(Dataset rows on where objects appear)

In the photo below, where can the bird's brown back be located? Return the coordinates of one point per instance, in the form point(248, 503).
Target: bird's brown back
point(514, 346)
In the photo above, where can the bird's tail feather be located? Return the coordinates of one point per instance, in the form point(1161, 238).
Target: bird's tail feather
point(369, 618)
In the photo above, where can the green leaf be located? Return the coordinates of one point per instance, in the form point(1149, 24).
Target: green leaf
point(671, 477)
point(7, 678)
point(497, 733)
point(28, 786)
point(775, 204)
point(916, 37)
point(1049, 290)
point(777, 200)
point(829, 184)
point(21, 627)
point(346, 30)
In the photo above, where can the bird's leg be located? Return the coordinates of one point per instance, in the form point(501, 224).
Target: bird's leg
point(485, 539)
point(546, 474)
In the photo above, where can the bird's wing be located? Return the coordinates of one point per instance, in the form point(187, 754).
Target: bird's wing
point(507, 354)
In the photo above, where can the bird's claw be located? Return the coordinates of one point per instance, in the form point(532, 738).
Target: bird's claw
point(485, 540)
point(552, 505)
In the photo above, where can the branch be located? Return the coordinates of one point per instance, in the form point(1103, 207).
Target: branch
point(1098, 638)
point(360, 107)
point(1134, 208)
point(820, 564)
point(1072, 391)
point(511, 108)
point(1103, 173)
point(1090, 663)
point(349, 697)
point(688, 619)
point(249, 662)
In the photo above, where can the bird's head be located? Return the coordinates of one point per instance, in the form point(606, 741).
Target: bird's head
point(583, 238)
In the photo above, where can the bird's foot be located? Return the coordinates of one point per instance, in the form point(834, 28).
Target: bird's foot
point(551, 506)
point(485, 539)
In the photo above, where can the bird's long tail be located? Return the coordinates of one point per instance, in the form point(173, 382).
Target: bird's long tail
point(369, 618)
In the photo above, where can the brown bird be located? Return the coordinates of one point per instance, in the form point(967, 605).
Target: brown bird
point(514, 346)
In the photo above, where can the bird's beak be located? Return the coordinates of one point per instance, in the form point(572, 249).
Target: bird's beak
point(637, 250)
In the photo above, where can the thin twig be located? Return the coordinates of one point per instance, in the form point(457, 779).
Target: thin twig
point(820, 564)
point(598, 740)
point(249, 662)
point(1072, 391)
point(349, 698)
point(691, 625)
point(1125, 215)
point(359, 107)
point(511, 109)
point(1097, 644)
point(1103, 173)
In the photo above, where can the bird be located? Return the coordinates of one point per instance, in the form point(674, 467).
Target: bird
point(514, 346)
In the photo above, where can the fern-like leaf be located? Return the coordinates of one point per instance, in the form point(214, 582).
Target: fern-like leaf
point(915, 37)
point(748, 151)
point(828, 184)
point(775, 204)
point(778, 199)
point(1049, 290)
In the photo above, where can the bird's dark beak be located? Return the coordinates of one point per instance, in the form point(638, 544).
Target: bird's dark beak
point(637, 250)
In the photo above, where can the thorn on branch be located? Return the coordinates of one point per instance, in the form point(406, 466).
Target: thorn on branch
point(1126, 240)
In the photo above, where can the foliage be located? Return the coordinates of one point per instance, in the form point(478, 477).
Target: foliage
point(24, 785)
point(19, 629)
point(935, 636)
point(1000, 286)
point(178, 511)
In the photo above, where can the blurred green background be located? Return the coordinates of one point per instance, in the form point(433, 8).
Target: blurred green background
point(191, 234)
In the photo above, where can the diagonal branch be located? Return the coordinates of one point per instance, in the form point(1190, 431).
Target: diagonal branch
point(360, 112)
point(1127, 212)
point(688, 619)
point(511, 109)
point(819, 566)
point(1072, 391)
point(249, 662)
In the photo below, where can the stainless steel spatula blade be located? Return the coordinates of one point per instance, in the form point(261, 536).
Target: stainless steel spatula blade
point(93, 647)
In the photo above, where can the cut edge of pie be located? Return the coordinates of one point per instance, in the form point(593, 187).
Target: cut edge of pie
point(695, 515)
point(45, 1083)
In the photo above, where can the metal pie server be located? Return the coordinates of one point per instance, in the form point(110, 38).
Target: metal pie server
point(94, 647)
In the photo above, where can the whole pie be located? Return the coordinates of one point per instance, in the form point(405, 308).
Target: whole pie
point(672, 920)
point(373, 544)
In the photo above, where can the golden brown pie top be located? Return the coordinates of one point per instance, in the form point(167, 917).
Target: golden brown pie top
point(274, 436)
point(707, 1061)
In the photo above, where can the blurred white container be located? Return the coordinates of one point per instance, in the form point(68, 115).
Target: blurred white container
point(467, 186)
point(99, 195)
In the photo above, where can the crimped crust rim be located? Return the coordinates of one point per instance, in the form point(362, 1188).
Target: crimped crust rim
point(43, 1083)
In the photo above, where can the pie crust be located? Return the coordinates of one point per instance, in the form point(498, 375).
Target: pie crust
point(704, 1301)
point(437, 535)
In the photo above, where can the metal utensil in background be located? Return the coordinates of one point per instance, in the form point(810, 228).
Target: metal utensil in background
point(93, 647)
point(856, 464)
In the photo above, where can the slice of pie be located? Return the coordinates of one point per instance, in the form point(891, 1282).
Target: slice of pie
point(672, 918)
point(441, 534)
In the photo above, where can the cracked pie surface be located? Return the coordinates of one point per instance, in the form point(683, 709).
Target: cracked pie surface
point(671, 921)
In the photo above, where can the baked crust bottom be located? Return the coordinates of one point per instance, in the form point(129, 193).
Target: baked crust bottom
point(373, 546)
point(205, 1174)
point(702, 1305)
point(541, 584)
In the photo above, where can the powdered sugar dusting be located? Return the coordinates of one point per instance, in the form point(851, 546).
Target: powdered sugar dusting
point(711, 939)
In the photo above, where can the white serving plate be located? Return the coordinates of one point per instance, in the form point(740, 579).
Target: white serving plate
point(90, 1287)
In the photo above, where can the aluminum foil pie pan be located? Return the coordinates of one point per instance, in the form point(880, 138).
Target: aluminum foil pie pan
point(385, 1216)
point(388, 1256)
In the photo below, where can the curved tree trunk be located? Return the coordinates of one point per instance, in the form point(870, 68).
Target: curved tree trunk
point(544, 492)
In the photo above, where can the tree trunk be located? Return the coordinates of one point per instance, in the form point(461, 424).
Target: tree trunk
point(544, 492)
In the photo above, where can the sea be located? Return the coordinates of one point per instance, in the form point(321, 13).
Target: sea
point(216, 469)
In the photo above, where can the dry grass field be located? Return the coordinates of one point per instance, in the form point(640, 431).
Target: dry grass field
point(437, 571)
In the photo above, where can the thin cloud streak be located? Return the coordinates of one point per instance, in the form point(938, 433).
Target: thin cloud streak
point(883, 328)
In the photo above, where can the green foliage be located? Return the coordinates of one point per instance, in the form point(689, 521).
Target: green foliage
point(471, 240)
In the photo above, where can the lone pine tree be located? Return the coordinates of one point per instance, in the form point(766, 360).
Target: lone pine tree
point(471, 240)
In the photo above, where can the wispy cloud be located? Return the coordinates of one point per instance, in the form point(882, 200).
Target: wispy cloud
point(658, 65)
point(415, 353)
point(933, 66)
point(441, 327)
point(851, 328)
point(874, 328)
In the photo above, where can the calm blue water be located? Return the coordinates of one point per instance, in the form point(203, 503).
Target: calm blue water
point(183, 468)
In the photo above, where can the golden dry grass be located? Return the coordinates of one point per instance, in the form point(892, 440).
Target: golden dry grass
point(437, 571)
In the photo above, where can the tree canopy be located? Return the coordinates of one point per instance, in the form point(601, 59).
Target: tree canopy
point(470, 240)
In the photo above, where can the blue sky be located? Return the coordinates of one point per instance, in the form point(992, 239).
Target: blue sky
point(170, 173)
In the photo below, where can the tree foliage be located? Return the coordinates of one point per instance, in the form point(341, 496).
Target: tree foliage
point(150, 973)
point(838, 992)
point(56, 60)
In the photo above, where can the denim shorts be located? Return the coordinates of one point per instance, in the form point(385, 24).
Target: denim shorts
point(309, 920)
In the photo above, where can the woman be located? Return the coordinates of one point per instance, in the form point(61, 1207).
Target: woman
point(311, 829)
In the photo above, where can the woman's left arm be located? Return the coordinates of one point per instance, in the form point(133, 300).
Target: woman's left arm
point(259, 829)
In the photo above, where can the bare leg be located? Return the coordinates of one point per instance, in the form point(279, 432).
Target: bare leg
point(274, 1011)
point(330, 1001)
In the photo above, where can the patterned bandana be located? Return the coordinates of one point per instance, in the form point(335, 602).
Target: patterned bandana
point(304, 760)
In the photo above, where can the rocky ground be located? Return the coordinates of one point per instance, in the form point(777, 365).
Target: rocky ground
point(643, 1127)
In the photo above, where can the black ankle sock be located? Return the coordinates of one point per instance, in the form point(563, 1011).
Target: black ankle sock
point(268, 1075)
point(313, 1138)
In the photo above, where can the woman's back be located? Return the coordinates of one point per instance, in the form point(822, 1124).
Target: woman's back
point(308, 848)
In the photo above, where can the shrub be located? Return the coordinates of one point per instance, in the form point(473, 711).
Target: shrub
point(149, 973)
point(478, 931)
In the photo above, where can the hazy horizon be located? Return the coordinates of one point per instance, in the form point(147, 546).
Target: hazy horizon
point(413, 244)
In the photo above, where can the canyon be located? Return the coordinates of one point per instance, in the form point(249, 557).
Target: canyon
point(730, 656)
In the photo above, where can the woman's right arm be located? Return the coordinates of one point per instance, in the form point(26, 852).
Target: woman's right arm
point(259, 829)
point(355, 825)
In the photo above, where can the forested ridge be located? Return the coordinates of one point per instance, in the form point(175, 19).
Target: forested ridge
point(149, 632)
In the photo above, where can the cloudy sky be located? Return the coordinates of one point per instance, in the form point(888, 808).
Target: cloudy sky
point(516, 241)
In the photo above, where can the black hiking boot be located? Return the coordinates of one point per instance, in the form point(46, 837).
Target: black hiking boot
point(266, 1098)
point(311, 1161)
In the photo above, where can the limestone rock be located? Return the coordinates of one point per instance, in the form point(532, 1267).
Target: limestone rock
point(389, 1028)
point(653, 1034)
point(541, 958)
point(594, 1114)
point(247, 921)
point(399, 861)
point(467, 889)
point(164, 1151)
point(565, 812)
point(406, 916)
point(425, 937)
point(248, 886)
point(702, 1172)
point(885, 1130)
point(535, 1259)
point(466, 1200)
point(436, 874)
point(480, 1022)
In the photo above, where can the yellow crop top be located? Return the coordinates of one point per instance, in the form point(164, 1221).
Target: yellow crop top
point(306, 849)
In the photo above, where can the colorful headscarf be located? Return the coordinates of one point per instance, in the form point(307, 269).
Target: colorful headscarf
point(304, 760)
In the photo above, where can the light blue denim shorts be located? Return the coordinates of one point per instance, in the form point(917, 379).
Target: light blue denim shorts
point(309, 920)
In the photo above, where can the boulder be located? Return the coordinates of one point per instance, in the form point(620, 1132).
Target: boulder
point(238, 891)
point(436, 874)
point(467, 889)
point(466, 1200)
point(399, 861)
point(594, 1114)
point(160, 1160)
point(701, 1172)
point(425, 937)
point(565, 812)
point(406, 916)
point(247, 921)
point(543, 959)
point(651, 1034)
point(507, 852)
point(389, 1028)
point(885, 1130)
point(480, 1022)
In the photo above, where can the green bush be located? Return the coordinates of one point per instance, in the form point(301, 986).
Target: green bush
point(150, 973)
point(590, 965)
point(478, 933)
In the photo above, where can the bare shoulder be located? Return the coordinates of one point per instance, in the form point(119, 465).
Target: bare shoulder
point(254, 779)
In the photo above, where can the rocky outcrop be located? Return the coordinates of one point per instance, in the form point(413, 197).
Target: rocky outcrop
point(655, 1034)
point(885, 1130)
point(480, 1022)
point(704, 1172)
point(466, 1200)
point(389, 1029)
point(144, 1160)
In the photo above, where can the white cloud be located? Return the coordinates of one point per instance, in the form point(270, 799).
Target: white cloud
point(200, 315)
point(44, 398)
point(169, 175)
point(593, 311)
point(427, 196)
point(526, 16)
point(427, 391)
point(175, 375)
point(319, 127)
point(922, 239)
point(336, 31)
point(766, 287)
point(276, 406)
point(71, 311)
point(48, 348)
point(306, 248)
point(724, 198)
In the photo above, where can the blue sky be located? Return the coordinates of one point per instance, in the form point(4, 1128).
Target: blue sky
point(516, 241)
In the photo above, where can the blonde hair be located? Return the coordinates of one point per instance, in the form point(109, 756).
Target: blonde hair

> [Problem to work on]: Please write out again the rows starting at the first row and ending at the line containing "point(346, 30)", requests included. Offset every coordinate in the answers by -31, leaving the requests and their sample coordinates unchanged.

> [Final answer]:
In the photo below, where can the bird's brown back be located? Return the coordinates of one point per instance, in the form point(248, 503).
Target: bird's brown back
point(483, 315)
In the photo above, where can the bird's tail feather be located? Return the coordinates of one point per instance, in the form point(1161, 238).
Target: bird's tail feather
point(338, 587)
In the photo above, where can the green leaf be located? Return the coordinates of one point per instance, in the form point(1149, 24).
Target: green leaf
point(640, 446)
point(-24, 647)
point(466, 702)
point(-3, 755)
point(744, 173)
point(885, 6)
point(1018, 259)
point(746, 169)
point(798, 153)
point(-10, 596)
point(315, -1)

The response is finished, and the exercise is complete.